> YOUR INSTRUCTIONS
In the data below, find the line that contains "locate the black phone in the photo above." and the line that contains "locate the backpack in the photo above.". Copy both, plus every line between them, exactly.

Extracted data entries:
-.-.-

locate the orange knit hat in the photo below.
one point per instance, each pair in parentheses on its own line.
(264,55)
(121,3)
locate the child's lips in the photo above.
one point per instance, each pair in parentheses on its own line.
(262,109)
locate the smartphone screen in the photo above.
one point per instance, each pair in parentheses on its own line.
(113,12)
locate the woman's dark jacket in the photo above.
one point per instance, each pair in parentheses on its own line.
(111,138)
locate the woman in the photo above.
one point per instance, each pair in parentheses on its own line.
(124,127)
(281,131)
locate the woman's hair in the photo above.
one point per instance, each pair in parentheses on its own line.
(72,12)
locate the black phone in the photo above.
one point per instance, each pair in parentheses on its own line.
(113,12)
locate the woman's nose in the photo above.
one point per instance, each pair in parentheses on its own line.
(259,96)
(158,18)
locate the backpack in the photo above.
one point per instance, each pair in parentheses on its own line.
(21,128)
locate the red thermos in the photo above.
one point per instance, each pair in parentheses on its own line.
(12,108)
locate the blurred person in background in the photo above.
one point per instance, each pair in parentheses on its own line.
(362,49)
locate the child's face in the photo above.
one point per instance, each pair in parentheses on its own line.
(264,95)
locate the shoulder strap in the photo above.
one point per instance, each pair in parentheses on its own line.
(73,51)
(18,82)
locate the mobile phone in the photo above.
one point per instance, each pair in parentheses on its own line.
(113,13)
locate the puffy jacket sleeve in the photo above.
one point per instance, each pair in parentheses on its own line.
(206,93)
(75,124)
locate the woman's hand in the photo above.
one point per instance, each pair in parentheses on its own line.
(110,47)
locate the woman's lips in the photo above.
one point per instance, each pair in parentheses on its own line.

-.-.-

> OUTPUT FOR THIS EXERCISE
locate the black phone in the photo above.
one point per instance, each pair in parentheses on its own line.
(113,12)
locate the woman's nose in the photo above.
one point per instance, each pair in parentheses on its own line.
(259,96)
(158,18)
locate the backpack in the photo above.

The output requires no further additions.